### Using the information
(A) In the NumPy tutorial, which matrices does np.linalg.inv() work on?
(B) Go on with the NumPy tutorial from its last line and write the part that follows.

### Document text
::::::

Numpy offers various ways of initializing arrays, use Numpy's documentations at https://numpy.org/doc/ to answer the questions below.

In [None]:
"""
TODO: Replace 'None's with appropriate answers
e.g) b = np.None((2, 2)) --> np.ones((2, 2))
"""

# create a matrix full of ones
b = np.None(2, 2)
print("Matrix b")
print(b)

# create a matrix full of zeros
c = np.None((2, 3))
print("\nMatrix c")
print(c)

# create an identity matrix
d = np.None(3)
print("\nMatrix d")
print(d)

# create a matrix filled with random numbers between 0 and 1
e = np.None(2, 2)
print("\nMatrix e")
print(e)

# create an array which has 0-9 as its elements in sorted order
# expected output: [0, 1, 2, 3, 4, 5, 6, 7, 8, 9]
f = np.None(10)
print("\nMatrix f")
print(f)

# create a matrix placeholder, without initializing entries (elements in the matrix).
g = np.None((5, 3))
print("\nMatrix g")
print(g)

#### Why Numpy?

You might be wondering, why do I need all these custom functions? Can I not do things the usual way, with for loops? The answer to that question is, of course, yes you can, but it will be *A LOT* slower. Let's see an example of the same function being implemented with and without NumPy.

In [None]:
# A library to help us measure how fast our algorithms are
import timeit

def numpy_method(n):
    return np.arange(n) ** 2
    
def for_loop_method(n):
    result = []
    for i in range(n):
        result.append(i ** 2)
        
%timeit numpy_method(1000)
%timeit for_loop_method(1000)

There are 1000 microsecond(µs) in a millisecond(ms). That is, the NumPy method here is 1000 times faster than our for loop method. This shows us the beauty of NumPy - once you get the hang of it, you will be able to get the performance of a low-level language (like C++), but with the ease of use of a high-level language like (Python).

**Note**: If you re-run the above, you will observe different values, however, the ratio of times should be comparable.

### 2.2 Matrix Operations

In machine learning, we will deal with a lot of matrix calculations. It is therefore good for us to get accustomed to some of the common operations we perform on them. Here is a list of the first few:

- `np.transpose()` : Transpose of an array
- `np.dot(a, b)` : Dot product of two arrays
- `np.linalg.inv()` : Inverse matrix of an array (only valid for square matrices, whose dimension is n * n)
- `np.diagonal()` : Diagonal components of a two-dimensional array
- `a.reshape(row = x, column = y)` : Reshape an array to the given dimension

Now let's check what each of them does.

In [None]:
# Initialise the data we will use below
x = np.array([
    [3, 11, 1],
    [7, 5, 2],
    [6, 8, 9],
    [0, 10, 4]
])

::::::

### Record excerpts
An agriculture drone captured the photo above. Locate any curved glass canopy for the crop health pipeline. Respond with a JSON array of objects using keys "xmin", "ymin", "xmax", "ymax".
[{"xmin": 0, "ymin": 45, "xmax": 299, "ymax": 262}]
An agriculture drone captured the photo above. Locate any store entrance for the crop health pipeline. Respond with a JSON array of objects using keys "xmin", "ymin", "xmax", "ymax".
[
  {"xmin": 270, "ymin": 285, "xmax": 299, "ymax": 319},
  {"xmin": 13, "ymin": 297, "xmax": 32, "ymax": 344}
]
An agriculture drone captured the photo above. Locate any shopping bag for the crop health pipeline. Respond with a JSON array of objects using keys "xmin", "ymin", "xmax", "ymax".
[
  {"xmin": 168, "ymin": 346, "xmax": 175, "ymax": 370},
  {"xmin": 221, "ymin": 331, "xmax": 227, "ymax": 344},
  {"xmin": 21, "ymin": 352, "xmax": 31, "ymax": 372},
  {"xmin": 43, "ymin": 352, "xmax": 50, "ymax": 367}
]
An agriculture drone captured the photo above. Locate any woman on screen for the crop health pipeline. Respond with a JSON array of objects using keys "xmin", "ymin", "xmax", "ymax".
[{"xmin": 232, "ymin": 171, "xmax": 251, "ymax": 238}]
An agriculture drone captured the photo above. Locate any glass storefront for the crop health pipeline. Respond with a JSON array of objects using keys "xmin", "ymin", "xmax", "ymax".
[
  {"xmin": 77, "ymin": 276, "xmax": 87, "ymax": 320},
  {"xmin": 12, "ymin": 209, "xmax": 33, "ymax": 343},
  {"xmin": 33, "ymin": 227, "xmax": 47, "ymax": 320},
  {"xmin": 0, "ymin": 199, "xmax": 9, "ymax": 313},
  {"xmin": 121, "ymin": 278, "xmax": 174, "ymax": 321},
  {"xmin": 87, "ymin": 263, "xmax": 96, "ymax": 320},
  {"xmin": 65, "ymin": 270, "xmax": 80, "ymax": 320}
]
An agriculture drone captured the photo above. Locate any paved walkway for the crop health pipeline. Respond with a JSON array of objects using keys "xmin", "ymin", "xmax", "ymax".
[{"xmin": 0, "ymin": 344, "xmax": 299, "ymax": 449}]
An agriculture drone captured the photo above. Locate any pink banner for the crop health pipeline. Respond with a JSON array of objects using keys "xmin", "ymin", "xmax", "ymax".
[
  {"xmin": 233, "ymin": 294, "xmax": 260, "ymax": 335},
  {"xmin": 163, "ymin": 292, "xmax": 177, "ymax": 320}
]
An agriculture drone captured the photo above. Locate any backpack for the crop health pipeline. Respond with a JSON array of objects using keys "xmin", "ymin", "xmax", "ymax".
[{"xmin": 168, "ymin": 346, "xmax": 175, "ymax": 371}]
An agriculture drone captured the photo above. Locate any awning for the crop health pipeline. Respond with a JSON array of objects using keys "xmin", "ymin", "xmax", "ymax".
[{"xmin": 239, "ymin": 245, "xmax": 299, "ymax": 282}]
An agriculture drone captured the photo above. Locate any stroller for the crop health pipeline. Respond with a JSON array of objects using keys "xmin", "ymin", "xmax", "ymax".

::::::

### Answers
(A) Only square matrices, whose dimension is n * n.

(B)
x

In [None]:
# To Do: Transpose the array

# Expected outcome:
# [[ 3  7  6  0]
#  [11  5  8 10]
#  [ 1  2  9  4]]

transposed = None
transposed

In [None]:
# To Do: Dot product of two arrays: original x and x_transposed
# (4x3) dot (3x4) should give you (4x4)

# Expected outcome:
# [[131  78 115 114]
#  [ 78  78 100  58]
#  [115 100 181 116]
#  [114  58 116 116]]

y = None
y

In [None]:
# TODO: Do elementwise multiplication with 'broadcaster' and 'x' (replace 'None')
# You will know what we meant by 'broadcast' once you check your result.

# Expected outcome for the varible 'elementwise_broadcasting':
# [[ 0  0  0]
# [ 7  5  2]
# [12 16 18]
# [ 0 30 12]]

broadcaster = np.array([
    [0],
    [1],
    [2],
    [3]
])
print("broadcaster: \n{}\n".format(broadcaster))

elementwise_broadcasting = None
print("broadcasted: \n{}".format(elementwise_broadcasting))

In [None]:
# To Do: Extract the diagonal elements of an array x
# Expected outcome: [3 5 9]

diagonal = None
print(diagonal)

In [None]:
# To Do: Reshape an array x to one that has 6 rows and 2 columns
# Expected outcome: 
# [[ 3 11]
#  [ 1  7]
#  [ 5  2]
#  [ 6  8]
#  [ 9  0]
#  [10  4]]
reshaped = None
print(reshaped)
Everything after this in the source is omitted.